#### [LIJST MET OPDRACHTEN]
(a) Op welke datum heeft de meervoudige wrakingskamer van de Rechtbank Gelderland volgens de tekst over het wrakingsverzoek het verzoek afgewezen?
(b) Neem uit de tekst over het wrakingsverzoek letterlijk het gedeelte over vanaf "De rechtbank heeft" tot en met "geen rechtsmiddel open.".
(c) Vertaal deze zin uit de tekst over het wrakingsverzoek in het Engels: "Tegen deze beslissing staat geen rechtsmiddel open."

#### [OEFENTEKST]
◇ ◇ ◇

Op 2 juli 2018 heeft de meervoudige wrakingskamer van de Rechtbank Gelderland een wrakingsverzoek afgewezen. Het verzoeker, bijgestaan door zijn raadsvrouw mr. M.A.M. Lem, verzocht om de wraking van de rechters T.P.E.E. van Groeningen, J.M. Graat en J.M.C. Schuurman-Kleijberg. Het wrakingsverzoek was gebaseerd op de indruk van verzoeker dat de rechters vooringenomen waren, omdat zij niet op zijn verzoek ingingen om een bepaald processtuk buiten beschouwing te laten. Dit processtuk betrof een proces-verbaal van een mondelinge behandeling van 30 mei 2018.
De rechtbank oordeelde dat de weigering van de rechters om voorafgaand aan de zitting een beslissing te nemen op het verzoek van verzoeker niet de schijn wekt dat zij vooringenomen zijn. De rechtbank benadrukte dat een rechter wordt vermoed onpartijdig te zijn en dat verzoeker concrete omstandigheden moet aanvoeren om aan te tonen dat er sprake is van vooringenomenheid. De rechtbank concludeerde dat er geen objectieve aanwijzingen waren voor een schijn van partijdigheid en dat het wrakingsverzoek misbruik van recht was.
De rechtbank heeft daarom besloten dat een volgend verzoek tot wraking van de leden van de wrakingskamer in deze zaak niet meer in behandeling zal worden genomen. Tegen deze beslissing staat geen rechtsmiddel open.

◇ ◇ ◇

Vermeldingen uit een dataset:
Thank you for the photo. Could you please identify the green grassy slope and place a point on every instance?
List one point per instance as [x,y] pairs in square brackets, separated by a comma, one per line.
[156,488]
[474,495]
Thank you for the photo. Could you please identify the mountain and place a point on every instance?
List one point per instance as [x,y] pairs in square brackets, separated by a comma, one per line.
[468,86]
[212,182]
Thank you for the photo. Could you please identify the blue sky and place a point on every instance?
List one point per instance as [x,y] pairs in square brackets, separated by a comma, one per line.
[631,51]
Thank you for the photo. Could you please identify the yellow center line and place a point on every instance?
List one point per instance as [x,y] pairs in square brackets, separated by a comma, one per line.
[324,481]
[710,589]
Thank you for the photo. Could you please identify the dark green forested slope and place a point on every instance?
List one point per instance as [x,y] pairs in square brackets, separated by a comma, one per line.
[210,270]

◇ ◇ ◇

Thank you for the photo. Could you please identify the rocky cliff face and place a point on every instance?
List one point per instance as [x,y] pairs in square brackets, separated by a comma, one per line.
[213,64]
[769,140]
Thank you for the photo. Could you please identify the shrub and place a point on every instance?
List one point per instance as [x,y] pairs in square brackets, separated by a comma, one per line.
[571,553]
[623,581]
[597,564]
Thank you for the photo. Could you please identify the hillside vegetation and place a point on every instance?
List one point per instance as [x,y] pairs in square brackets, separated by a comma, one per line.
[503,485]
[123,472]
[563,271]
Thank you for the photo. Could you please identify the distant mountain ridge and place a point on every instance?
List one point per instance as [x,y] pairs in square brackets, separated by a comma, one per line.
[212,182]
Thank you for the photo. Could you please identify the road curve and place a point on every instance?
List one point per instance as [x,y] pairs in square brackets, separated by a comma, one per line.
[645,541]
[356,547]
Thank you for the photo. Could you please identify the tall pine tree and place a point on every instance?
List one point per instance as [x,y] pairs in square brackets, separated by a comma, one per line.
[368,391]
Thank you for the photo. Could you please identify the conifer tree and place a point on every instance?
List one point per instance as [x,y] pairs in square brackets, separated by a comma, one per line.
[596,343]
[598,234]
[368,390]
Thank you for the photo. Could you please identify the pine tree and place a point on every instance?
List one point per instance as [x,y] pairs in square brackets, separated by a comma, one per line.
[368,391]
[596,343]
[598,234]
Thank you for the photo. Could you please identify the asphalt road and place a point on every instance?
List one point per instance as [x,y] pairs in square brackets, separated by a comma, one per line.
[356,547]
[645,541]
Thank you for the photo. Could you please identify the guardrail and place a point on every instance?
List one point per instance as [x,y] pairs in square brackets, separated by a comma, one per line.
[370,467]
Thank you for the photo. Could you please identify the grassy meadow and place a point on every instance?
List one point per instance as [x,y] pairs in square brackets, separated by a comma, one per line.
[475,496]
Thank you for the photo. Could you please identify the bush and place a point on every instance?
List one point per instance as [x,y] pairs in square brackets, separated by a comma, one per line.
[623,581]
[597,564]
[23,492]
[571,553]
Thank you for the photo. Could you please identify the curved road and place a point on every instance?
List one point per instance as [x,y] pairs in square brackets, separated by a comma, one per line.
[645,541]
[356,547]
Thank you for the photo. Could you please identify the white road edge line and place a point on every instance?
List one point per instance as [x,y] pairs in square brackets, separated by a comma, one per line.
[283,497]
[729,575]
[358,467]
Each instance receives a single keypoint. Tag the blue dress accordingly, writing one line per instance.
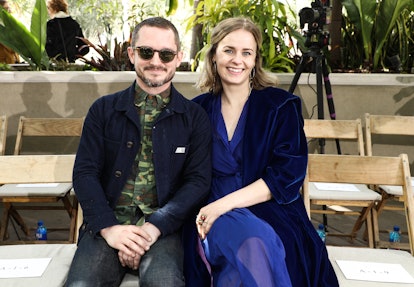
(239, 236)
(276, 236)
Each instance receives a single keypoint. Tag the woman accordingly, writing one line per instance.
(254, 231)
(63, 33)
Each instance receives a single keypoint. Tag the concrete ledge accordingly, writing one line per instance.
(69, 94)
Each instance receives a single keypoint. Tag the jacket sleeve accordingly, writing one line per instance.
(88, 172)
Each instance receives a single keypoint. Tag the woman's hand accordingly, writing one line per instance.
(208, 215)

◇ ◇ ◇

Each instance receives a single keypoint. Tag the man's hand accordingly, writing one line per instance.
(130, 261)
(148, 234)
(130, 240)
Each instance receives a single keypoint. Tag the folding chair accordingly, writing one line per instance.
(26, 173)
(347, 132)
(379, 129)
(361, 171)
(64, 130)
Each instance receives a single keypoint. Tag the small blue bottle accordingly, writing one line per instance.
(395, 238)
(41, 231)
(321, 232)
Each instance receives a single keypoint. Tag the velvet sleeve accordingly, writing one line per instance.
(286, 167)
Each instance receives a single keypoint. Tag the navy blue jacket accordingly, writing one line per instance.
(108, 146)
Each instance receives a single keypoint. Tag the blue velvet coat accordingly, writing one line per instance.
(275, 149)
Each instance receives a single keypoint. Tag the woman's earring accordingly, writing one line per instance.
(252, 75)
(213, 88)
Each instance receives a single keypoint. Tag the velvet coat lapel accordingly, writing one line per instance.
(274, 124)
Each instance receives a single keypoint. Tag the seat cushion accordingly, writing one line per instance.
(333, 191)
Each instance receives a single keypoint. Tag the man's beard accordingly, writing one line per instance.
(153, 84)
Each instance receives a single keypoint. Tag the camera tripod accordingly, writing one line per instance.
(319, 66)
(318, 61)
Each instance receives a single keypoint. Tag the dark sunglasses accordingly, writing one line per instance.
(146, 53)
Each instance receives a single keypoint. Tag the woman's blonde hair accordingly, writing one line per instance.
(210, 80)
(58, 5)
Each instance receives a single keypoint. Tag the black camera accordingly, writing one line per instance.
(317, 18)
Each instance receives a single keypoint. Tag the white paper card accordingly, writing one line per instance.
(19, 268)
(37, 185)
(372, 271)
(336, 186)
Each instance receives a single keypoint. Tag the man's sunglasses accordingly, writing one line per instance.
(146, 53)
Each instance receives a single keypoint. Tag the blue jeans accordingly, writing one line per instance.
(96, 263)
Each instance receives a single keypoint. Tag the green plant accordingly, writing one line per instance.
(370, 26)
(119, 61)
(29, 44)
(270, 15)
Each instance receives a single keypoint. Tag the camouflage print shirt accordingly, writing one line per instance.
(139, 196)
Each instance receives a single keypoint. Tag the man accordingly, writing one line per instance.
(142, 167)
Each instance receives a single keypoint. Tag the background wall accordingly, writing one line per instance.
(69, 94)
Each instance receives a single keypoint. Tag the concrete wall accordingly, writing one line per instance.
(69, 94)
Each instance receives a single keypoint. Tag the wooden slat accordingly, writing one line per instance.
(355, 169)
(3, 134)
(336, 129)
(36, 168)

◇ ◇ ◇

#### [UITVOER PER OPDRACHT]
(a) Op 2 juli 2018.

(b)
De rechtbank heeft daarom besloten dat een volgend verzoek tot wraking van de leden van de wrakingskamer in deze zaak niet meer in behandeling zal worden genomen. Tegen deze beslissing staat geen rechtsmiddel open.

(c) No legal remedy is available against this decision.